(Saved entries)
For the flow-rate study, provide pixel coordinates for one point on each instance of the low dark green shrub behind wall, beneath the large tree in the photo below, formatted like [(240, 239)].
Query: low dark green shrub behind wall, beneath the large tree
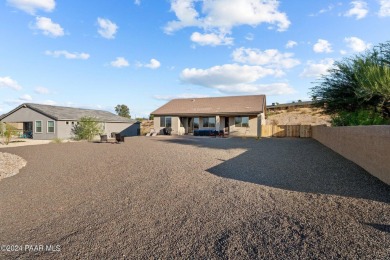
[(358, 117)]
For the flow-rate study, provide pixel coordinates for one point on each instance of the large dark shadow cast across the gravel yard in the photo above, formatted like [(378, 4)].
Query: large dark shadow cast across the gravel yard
[(294, 164)]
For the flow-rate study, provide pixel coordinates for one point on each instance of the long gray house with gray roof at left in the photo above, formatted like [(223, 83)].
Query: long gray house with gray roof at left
[(44, 122)]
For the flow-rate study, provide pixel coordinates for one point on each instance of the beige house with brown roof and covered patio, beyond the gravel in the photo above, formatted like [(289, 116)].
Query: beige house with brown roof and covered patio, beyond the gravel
[(235, 115)]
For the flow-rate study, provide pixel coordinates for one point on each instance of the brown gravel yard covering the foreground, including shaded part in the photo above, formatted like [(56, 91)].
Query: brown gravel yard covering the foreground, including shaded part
[(192, 198)]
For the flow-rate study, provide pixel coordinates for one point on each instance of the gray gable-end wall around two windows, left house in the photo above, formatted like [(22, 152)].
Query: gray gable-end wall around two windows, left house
[(25, 114)]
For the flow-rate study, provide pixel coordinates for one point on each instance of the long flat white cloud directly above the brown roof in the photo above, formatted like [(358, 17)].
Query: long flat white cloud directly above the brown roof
[(234, 78)]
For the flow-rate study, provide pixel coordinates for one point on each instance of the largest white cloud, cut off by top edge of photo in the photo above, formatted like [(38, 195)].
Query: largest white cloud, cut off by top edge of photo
[(222, 15)]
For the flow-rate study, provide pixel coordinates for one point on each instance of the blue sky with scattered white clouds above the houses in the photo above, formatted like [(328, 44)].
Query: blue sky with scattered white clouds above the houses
[(142, 53)]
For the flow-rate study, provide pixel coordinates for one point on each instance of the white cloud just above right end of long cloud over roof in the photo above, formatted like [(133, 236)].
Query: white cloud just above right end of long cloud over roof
[(271, 58)]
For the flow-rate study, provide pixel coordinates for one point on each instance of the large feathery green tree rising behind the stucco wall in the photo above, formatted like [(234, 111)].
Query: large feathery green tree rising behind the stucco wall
[(360, 82)]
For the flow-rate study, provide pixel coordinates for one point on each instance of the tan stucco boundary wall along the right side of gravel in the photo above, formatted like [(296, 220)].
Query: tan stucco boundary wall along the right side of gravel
[(367, 146)]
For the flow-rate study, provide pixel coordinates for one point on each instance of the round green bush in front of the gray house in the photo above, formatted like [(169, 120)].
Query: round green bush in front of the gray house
[(87, 128)]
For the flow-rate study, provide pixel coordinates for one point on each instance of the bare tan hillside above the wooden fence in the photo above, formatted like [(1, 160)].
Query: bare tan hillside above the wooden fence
[(297, 116)]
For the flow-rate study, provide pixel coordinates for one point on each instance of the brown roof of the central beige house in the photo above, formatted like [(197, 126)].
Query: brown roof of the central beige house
[(233, 105)]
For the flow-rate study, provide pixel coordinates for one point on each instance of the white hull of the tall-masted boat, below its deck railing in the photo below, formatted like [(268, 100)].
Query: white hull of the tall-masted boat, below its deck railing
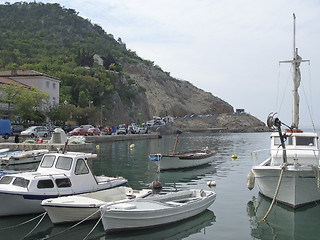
[(298, 186)]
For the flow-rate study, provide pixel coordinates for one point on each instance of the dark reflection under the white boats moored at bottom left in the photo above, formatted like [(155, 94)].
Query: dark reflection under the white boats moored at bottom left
[(46, 229)]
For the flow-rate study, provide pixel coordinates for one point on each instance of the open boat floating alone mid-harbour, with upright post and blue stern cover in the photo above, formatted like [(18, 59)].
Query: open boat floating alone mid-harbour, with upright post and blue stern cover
[(188, 159)]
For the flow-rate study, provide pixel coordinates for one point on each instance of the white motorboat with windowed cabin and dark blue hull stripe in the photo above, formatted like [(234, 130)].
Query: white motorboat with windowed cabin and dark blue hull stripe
[(58, 174)]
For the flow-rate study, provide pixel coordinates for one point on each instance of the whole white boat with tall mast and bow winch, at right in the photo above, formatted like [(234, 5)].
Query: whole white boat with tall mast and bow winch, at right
[(290, 174)]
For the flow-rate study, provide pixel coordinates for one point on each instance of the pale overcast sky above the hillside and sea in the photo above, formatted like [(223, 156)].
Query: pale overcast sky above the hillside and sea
[(230, 48)]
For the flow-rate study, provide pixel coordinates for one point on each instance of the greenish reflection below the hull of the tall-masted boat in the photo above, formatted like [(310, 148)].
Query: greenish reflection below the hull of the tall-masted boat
[(283, 222)]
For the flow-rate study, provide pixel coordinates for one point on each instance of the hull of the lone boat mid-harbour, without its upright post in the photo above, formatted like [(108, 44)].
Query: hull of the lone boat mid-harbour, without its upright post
[(185, 160)]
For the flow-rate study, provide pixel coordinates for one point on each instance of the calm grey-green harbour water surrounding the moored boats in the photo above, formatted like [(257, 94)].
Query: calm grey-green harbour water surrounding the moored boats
[(236, 213)]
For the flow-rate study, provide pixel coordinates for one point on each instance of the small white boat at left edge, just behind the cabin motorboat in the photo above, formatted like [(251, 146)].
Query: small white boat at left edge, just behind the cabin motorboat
[(22, 157)]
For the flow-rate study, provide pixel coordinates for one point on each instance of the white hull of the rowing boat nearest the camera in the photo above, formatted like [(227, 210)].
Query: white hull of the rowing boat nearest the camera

▸ **YOUR ASSIGNMENT**: Copy out all the data above exactly, pictures excluded.

▸ **EXERCISE ANSWER**:
For the flow-rate study, provide pixel coordinates for one point on each instance of the low dark green shrub behind wall, beneath the large tree in the photo below, formatted like [(240, 239)].
Query: low dark green shrub behind wall, beneath the large tree
[(358, 117)]
For the flow-rate study, provide pixel coordinates for one point on each instance of the large dark shadow cast across the gravel yard in the photo above, formatted like [(378, 4)].
Query: large dark shadow cast across the gravel yard
[(294, 164)]
For the flow-rate study, provide pixel coordinates for one point on each instance of the long gray house with gray roof at left in the photo above, formatted like [(223, 83)].
Query: long gray house with gray roof at left
[(44, 122)]
For the flow-rate study, provide pixel coordinates for one point on each instance of the beige house with brown roof and covered patio, beyond the gravel in the photo above, formatted like [(289, 116)].
Query: beige house with brown roof and covered patio, beyond the gravel
[(235, 115)]
For the flow-rate study, provide pixel coordinates for one point on each instance of the brown gravel yard covering the foreground, including shaded part in the photo above, formatted like [(56, 91)].
Query: brown gravel yard covering the foreground, including shaded part
[(192, 198)]
For the flow-rate study, provide pixel coordinates for one point on each instance of the gray gable-end wall around two windows, left house in the photo above, formatted like [(22, 152)].
Query: gray gable-end wall around two windows, left house
[(25, 114)]
For the flow-rate study, provide pixel coordinates for one point on each instance of the long flat white cloud directly above the brown roof in the photo above, formatted like [(358, 17)].
Query: long flat white cloud directly above the brown roof
[(234, 78)]
For the flow-rate study, provide pixel coordinates for one point on each instance of the largest white cloud, cut off by top edge of photo in the photo above, formatted like [(38, 195)].
Query: largest white cloud, cut off by top edge of photo
[(222, 15)]
For the flow-rate study, provide pixel coordinates for one point on each instance of the blue sky with scattered white clouds above the houses in the photo above, formatted like [(328, 44)].
Query: blue sky with scattered white clouds above the houses
[(142, 53)]
For the flow-rate study, provide pixel coordinates for one point on each instance of the white cloud just above right end of long cloud over roof in the photo above, formatted like [(133, 236)].
Query: white cloud just above right end of long cloud over roof
[(271, 58)]
For the flow-rate study, provide pixel coordinates for one point on each instance of the large feathery green tree rising behind the stucco wall in the photo above, formatted like [(234, 111)].
Query: large feathery green tree rising behind the stucco wall
[(360, 82)]
For the flow-rate study, provide pixel coordinates for one point on each instance of the tan stucco boundary wall along the right side of gravel in the photo above, formatted like [(296, 220)].
Query: tan stucco boundary wall along the right side of gravel
[(367, 146)]
For the flow-rate study, provide pixel coordinates for one point on each instance of the round green bush in front of the gray house in the photo above, formatted like [(169, 120)].
Query: round green bush in front of the gray house
[(87, 128)]
For the flow-rate study, provide pixel coordinates for one point on each instance of the bare tan hillside above the wooden fence in the photo above, formatted like [(1, 160)].
Query: bare tan hillside above the wooden fence
[(297, 116)]
For the flow-rate study, provide pixel coordinates for one point on each instance of the brown roof of the central beige house in the photo above, formatted like [(197, 126)].
Query: brown roof of the central beige house
[(233, 105)]
For the flow-rate study, provide pixel coordinates for one point on each instance of the white hull of the tall-masted boat, below its deck railing in the photo below, formatted like [(268, 100)].
Query: white hull of the tall-masted boat, below its deck railing
[(298, 186)]
For the flow-rate study, provide pixel coordinates for one point on each instance of the dark reflection under the white boats moored at bottom left in the photo above, formatted like [(155, 94)].
Query: dark reflection under the white boats moored at bottom left
[(46, 229)]
For the flow-rate study, provide pixel coordinates for one point on each instance of the open boat floating alone mid-harbour, with upright post and blue stern cover in the photo above, formatted like [(18, 59)].
Query: open boat floating alone mid-harbour, with upright post and blue stern cover
[(188, 159)]
For the flow-rate study, provide pixel coordinates for one point on each instance of the white motorboat with windowed cabin and dark blue hull stripe in the photo above, formatted like [(234, 130)].
Query: white motorboat with windowed cabin and dark blue hull stripe
[(58, 174)]
For the flow-rate study, provide pixel coordinates for one point on each instance of the whole white boat with tall mast and bow winch, at right in the photo above, formatted like [(234, 5)].
Query: whole white boat with tall mast and bow winch, at right
[(290, 174)]
For the flow-rate study, provide pixel coordinates for one point on each instance of the pale overcast sky above the hillside and sea in the photo above, formatted like [(223, 156)].
Query: pale overcast sky above the hillside and sea
[(230, 48)]
For the flow-rate study, provide pixel coordinates for one point on each instance of the greenish reflection below the hull of the tall-masted boat in the photo above, formatted like [(310, 148)].
Query: greenish reflection below the hull of the tall-masted boat
[(283, 222)]
For the flow-rate study, provide pixel coordinates for one point on each instance of the hull of the lone boat mid-harbour, without its upright post in the photo above, formatted like [(108, 44)].
Query: hull of the lone boat mid-harbour, without its upright post
[(185, 160)]
For the flow-rate study, provide pixel coordinates for one point on each instance of the calm grey-green harbour water surrounding the moored boats in the photo above, formatted like [(257, 94)].
Query: calm grey-green harbour water surrounding the moored boats
[(236, 213)]
For the flow-rate study, provide pixel coordinates for one point on each instance of the small white boat at left edge, just behind the cabin motorboat in the photo above, formatted like [(251, 146)].
Query: small white boat at left edge, just behind the cabin motorboat
[(22, 157)]
For the flow-rate study, provide pixel coordinates for one point on each instance of the white hull of the rowing boat nearest the camera in the photo above, formatted like [(227, 210)].
Query: white hull of the rowing boat nearest the camera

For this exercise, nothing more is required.